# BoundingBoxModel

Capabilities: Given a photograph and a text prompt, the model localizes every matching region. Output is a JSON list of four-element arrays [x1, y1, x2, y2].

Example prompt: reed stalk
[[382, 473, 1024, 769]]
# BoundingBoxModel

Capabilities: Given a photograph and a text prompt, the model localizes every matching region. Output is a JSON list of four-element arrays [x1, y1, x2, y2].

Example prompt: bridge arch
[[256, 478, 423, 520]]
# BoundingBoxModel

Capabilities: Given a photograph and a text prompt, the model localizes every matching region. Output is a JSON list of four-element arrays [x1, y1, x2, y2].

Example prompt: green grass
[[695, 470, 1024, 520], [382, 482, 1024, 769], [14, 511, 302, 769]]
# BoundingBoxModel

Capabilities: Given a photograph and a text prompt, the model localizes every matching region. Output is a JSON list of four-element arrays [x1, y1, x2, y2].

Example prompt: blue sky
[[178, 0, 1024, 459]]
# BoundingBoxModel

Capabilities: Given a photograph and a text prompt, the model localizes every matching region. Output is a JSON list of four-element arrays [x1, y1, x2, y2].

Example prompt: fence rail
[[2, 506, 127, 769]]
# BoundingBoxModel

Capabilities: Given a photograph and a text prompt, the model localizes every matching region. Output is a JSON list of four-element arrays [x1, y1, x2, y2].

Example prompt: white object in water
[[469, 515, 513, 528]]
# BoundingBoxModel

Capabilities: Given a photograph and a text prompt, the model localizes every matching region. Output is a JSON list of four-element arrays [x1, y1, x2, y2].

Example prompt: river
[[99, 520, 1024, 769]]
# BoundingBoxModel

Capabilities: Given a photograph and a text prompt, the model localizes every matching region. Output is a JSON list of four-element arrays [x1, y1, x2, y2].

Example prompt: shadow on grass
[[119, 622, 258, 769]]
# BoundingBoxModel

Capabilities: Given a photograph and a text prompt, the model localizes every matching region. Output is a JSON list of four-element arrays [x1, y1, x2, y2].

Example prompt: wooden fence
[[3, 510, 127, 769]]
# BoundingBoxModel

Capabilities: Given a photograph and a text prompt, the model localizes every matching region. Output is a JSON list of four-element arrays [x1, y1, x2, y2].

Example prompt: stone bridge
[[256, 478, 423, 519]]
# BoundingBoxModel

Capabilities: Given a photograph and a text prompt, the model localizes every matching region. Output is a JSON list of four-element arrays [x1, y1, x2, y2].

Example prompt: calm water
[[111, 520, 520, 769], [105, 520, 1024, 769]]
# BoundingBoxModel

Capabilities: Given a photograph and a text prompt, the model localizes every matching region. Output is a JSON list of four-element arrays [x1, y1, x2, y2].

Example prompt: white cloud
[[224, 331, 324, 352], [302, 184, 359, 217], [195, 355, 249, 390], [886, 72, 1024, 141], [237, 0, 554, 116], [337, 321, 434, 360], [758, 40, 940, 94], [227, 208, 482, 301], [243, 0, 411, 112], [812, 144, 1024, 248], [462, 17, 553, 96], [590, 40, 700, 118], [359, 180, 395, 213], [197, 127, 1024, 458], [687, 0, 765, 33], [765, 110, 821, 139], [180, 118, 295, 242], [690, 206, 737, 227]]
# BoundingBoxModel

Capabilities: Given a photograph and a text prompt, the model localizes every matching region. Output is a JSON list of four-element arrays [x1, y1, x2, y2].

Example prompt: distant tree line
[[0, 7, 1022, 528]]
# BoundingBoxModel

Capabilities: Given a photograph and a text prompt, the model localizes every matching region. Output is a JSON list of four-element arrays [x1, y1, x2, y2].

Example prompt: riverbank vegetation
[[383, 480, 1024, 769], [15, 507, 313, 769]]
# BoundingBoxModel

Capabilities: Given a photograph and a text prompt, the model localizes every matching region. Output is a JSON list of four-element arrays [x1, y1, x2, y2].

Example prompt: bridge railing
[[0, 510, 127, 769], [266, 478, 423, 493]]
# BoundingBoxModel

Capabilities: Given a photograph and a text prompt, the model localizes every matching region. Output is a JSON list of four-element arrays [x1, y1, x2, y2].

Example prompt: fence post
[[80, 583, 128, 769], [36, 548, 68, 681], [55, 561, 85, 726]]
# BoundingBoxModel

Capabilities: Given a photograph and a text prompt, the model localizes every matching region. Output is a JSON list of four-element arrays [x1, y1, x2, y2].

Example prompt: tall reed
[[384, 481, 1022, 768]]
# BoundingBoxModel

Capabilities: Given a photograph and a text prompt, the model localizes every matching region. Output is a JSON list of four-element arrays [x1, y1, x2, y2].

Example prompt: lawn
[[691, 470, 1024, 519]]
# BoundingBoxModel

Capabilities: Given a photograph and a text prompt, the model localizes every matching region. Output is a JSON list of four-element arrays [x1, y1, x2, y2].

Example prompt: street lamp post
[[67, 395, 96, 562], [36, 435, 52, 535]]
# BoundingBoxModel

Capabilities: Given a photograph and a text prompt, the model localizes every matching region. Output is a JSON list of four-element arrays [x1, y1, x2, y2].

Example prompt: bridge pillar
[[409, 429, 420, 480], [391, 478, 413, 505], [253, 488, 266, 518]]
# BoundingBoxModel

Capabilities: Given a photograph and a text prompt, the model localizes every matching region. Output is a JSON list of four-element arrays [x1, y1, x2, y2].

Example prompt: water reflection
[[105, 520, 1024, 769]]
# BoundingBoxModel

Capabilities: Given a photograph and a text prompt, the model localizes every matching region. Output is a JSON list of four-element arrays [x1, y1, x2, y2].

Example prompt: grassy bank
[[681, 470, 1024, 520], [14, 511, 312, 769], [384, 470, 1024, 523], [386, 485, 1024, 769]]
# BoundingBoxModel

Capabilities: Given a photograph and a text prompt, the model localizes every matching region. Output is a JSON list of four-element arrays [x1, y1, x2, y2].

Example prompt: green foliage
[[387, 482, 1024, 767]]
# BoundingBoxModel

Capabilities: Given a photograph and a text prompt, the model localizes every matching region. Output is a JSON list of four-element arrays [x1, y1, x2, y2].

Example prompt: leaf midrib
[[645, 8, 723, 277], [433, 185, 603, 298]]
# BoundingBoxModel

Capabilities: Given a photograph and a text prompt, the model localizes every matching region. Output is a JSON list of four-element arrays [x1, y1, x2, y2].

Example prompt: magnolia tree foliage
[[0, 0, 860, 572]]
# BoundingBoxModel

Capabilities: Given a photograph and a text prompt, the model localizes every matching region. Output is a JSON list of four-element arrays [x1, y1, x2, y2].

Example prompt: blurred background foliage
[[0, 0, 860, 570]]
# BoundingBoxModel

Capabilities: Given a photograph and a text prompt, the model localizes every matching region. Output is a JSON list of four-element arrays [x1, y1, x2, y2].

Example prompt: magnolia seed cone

» **Brief**: Write the material out again word for word.

» **Right answer**:
# BoundingBoxModel

Capabilities: Given a photograph and a text prompt, the model localizes every matching region. Output is a JSON list of four-element arrays [x1, y1, x2, y2].

Example prompt: reed stalk
[[382, 473, 1024, 769]]
# BoundingBoxModel

Capabilities: Given a photograph and a text prompt, the model localizes every matching region. Output is a JSON list of four-element arrays [x1, y1, x2, y2].

Example prompt: bridge arch
[[256, 478, 423, 520]]
# BoundingBoxModel

Capabilities: Given a photograph and a text prompt, the model localizes every matching region. Output is a JSON list of four-element arrays [x1, y1, x2, y2].

Example prompt: green grass
[[695, 470, 1024, 520], [382, 482, 1024, 769], [14, 511, 302, 769]]
# BoundingBoxModel

Capabilities: Given a photograph and a text prompt, the model localizes every matching region. Output is a JSON list of four-element arrays [x1, y1, x2, y2].

Example prompt: blue sky
[[178, 0, 1024, 459]]
# BoundingBoxModel

Capabilities: Given a photograph and a text prompt, the model localizes every matching region. Output is a JSON list of four-element arrays [x1, y1, x2, y2].

Example prompt: fence rail
[[2, 506, 127, 769]]
# BoundingBoxModel

Capabilities: Given a photograph and a text prompt, the model localizes every matching region. Output is a JSON list of four-element arrays [x1, y1, x2, y2].

Example prompt: white object in water
[[469, 515, 513, 528]]
# BoundingBoxModel

Capabilities: Given a photograph and a text prompt, the model localizes every matching region. Output is a JSON list of four-element arrays [x1, y1, x2, y2].

Example prompt: river
[[99, 520, 1024, 769]]
# BoundingBoxModel

Capabilities: Given a photograph and a text prompt, the model localizes every matching region. Output is a JSON list of four-element arrays [x1, y1, x2, y2].

Example prompt: shadow on grass
[[119, 622, 258, 769]]
# BoundingBoxModel

Capabilities: Given a photograph and a text prompt, the model localizes every matching region. Output is a JSON list of four-element arrays [x1, y1, x2, y2].

Example prompt: wooden fence
[[3, 510, 127, 769]]
# BoundingBoxModel

Capabilities: Given a photograph and a text prompt, the model localizes every matching region. Output is a JSON list of four-element arrays [x1, y1, x2, y2].

Example prompt: stone bridge
[[256, 478, 423, 519]]
# BoundingBoxModel

Capabilities: Given a photograph and a text prompt, the model localizes every matching region. Output is a JSON list of four-element arrays [x1, y1, x2, y2].

Example prompt: calm water
[[111, 520, 520, 769], [105, 520, 1024, 769]]
# BoundingBoxModel

Capabilities: Given a photograph and a text prompt, the model localizes every matching region. Output is a JSON list of four-element arrays [x1, y1, x2, y2].

Example prompt: white cloud
[[224, 331, 324, 352], [302, 184, 359, 217], [195, 355, 249, 390], [886, 72, 1024, 141], [237, 0, 554, 116], [337, 321, 434, 360], [758, 40, 940, 94], [227, 208, 482, 301], [243, 0, 411, 112], [812, 144, 1024, 248], [462, 17, 553, 96], [590, 40, 700, 118], [359, 180, 395, 213], [197, 127, 1024, 458], [687, 0, 765, 33], [765, 110, 821, 139], [180, 118, 295, 242], [690, 206, 737, 227]]
# BoundingBoxModel

Capabilities: Given a photograph and a text prompt, the model localizes every matching region. Output is a JSON list of four-element arrays [x1, y1, x2, y2].

Example prompt: distant tree line
[[0, 7, 1022, 528]]
# BoundingBoxModel

Capabilities: Given a photograph and a text prompt, the model localizes every matching region. Output is a JSON list of four-element arrays [x1, y1, x2, y2].

Example prompt: riverbank vegetation
[[383, 480, 1024, 769], [15, 507, 313, 769]]
# BoundingBoxModel

Capabilities: Given a photograph and a text prompt, the model localizes every matching region. Output is a JSON list of four-element arrays [x1, y1, x2, y2].

Example prompt: bridge railing
[[0, 510, 127, 769], [266, 478, 423, 493]]
# BoundingBoxModel

Capabilities: Given a photograph and a text prompt, the model localizes every matching region. Output is a JSON list of four-element arrays [x1, y1, x2, y2].

Example prompt: fence post
[[80, 583, 128, 769], [36, 548, 68, 681], [55, 561, 85, 726]]
# BoundingBoxModel

Capabilities: Given a photograph and a text prompt, the model localizes every matching region. Output is a JSON list of four-element arrays [x1, y1, x2, y2].

Example prompt: tall reed
[[384, 481, 1022, 768]]
# BoundingBoxModel

Capabilities: Given a photograph and a text prompt, the model localizes every matching region. Output is a JSON list of four-element arrays [x1, y1, x2, y2].

Example prompt: lawn
[[691, 470, 1024, 519]]
# BoundingBoxModel

Capabilities: Given a photograph and a text prompt, the model localizes every matching region. Output is a JSON list of four-element arrays [x1, y1, x2, y2].

Example prompt: street lamp post
[[67, 395, 96, 562], [36, 435, 52, 535]]
# BoundingBoxModel

Capabilities: Given a photograph and a text prompt, the model localizes every matching region. Output is a JSON list of four-element arrays [x1, y1, x2, y2].

Example prompt: bridge pillar
[[409, 429, 420, 480], [391, 478, 413, 505], [253, 488, 266, 518]]
# BoundingBoxModel

Capabilities: Given a photograph and a text prompt, the model localizes every matching region. Output is a JSON list of four-element arrays [x1, y1, x2, y2].

Example prompt: water reflection
[[105, 520, 1024, 769]]
# BoundingBoxModel

Capabilities: Given a photograph and a text prompt, the model localizes every matching region. Output is a JSON list of four-element arrays [x1, y1, x2, y2].

Example prompt: grassy bank
[[681, 470, 1024, 520], [14, 511, 312, 769], [384, 470, 1024, 523], [386, 485, 1024, 769]]
# BoundingBoxModel

Capabilities: Given a photograph and a text prompt, the model localizes every matching region. Output is a JSON list of four-element arrays [x1, y1, x2, y2].

Example prompt: green foliage
[[387, 482, 1024, 767]]
# BoundingBoxModel

Capabilities: Given a photograph and a text prompt, the model localizes every matching region. Output is a JSON list of four-element arrays [x1, y1, x2, y2].

Example prompt: leaf midrib
[[645, 8, 723, 277], [433, 185, 603, 298]]
# BoundingBoxModel

Capabilities: Given a photograph and a text prompt, the model localizes every matching region. Output is a JSON list of four-element arrays [x1, y1, x2, y2].

Example prompt: magnolia tree foliage
[[0, 0, 860, 572]]
# BoundingBoxModel

Capabilities: Given a photograph and a text prompt, the model localizes every matching region. Output is a JSON list of four-element arrays [x1, y1, x2, y2].

Example prompt: blurred background foliage
[[0, 0, 860, 570]]
# BoundingBoxModel

Capabilities: Given a photograph and a text prompt, the model localizes every matching region. Output is a JSON list of four-element arrays [x1, y1, x2, y2].

Example prompt: magnolia seed cone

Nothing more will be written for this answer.